◆ What to work on ◆
Pull out each line of the data below that contains the word "every", and copy those lines in their original order.

-- START Data entries --

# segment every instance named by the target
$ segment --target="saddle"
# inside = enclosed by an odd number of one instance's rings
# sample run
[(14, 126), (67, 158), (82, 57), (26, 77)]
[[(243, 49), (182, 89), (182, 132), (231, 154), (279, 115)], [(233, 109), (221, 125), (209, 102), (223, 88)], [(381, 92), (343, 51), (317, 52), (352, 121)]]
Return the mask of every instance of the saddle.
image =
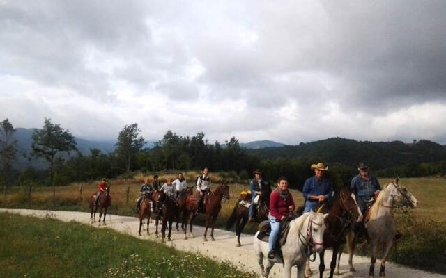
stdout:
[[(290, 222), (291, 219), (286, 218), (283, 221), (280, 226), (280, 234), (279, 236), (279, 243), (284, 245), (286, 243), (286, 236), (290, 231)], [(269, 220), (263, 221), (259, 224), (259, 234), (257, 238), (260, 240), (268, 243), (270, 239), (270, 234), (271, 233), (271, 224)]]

-- END Data entries --
-- START Data entries --

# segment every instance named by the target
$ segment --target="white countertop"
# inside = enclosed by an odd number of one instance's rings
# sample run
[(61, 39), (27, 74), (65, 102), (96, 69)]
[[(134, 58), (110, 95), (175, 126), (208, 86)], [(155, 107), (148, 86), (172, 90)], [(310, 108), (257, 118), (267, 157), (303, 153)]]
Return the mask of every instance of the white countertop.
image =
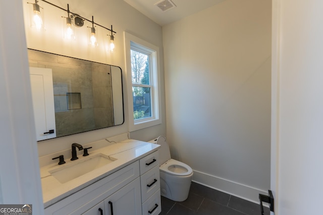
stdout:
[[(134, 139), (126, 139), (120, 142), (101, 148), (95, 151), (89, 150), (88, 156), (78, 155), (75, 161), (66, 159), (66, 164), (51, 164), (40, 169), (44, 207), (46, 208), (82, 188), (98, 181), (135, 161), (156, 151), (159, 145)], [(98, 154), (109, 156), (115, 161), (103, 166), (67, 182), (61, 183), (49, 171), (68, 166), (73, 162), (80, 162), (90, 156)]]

-- END Data entries --

◆ The completed task ◆
# segment every instance named by the target
Return the mask of every instance of the saddle.
# segment every instance named by the target
Return the mask of every instance of the white countertop.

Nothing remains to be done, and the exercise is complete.